Artikel:
# # #

/ Krisenkommunikation

Tourismus und Gastronomie: Warum man Wachstum nicht nachholen kann

MMag. Dr. Peter Weixelbaumer
Strategie & Consulting, CEO cs2 Communication & Strategy Services

Ein chinesisches Sprichwort sagt: "Die beste Zeit, einen Baum zu pflanzen, war vor zwanzig Jahren. Die zweitbeste Zeit ist jetzt.“ Oder mit anderen Worten: Man kann Prozesse, die eine gewisse Zeit dauern, nicht nachholen.

Coronakrise, Gastronomie, Symbolbild kleiner Baum
@ pixabay

Gleichzeitig ist aber auch klar: Versäumnisse werden mit jedem Tag des Zuwartens nicht nur prolongiert, sie wiegen mit jedem Tag schwerer. Dazu passend aber auch eine Weisheit aus dem Volksmund: Nachher ist man immer g’scheiter. Soll heißen, Entscheidungen sind rückblickend sonnenklar, in der jeweiligen Situation oder in der Voraussicht aber eben nicht. Und genau hier sind Erfolg oder Misserfolg begründet. Und das durchaus auch anders, als es auf den ersten Blick den Anschein hat. Gerade auch jetzt für Tourismus und Gastronomie.

Die Coronakrise hat mit dem Tourismus und eng damit verbunden der Gastronomie zwei Bereiche tief ins Mark getroffen, die schon vorher hochkompetitiv und oftmals fragil waren. Die Branche leidet traditionell unter einem geringen Eigenkapitalanteil, muss nicht nur in Coronazeiten umfassende behördliche Auflagen stemmen und bedient einen Markt, der nicht nur sehr anspruchsvoll ist, sondern auch in hohem Maße volatil.

More of the same? Wrong!

# # #

Aufgabenstellung:
Zitiere bitte aus dem Artikel über Tourismus und Gastronomie oben wortgetreu alles von „MMag. Dr. Peter“ bis hinunter zu „dauern, nicht nachholen.“ einschließlich.

Angezeigte Daten:
# # #

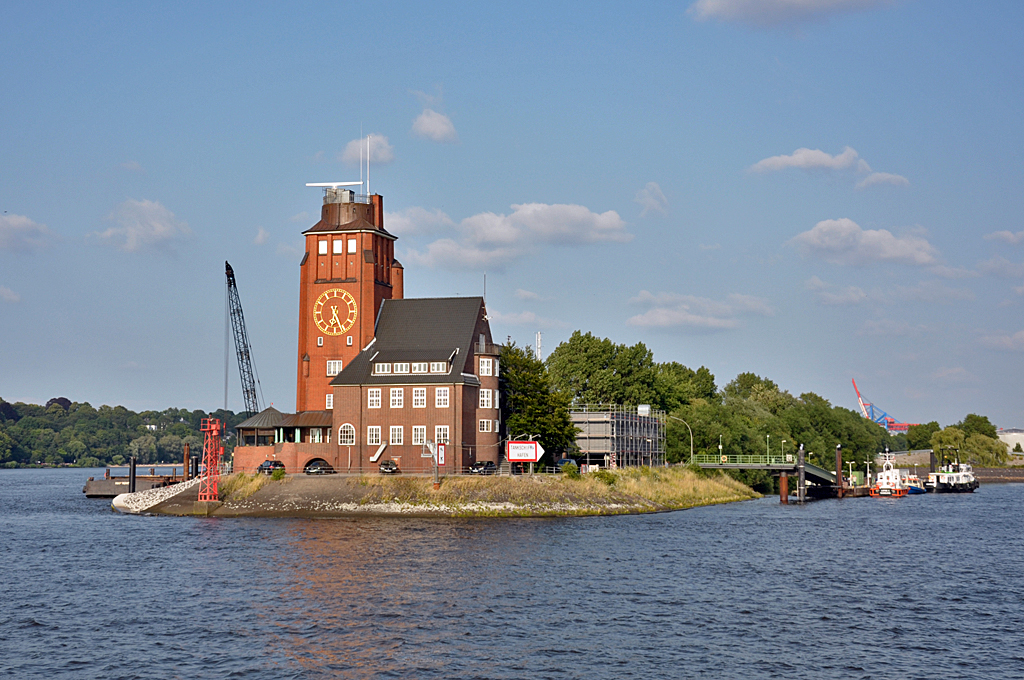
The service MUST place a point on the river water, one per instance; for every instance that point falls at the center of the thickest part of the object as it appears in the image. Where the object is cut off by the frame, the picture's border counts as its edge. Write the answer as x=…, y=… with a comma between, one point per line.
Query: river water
x=921, y=587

# # #

Ergebnis der Aufgabe:
MMag. Dr. Peter Weixelbaumer
Strategie & Consulting, CEO cs2 Communication & Strategy Services

Ein chinesisches Sprichwort sagt: "Die beste Zeit, einen Baum zu pflanzen, war vor zwanzig Jahren. Die zweitbeste Zeit ist jetzt.“ Oder mit anderen Worten: Man kann Prozesse, die eine gewisse Zeit dauern, nicht nachholen.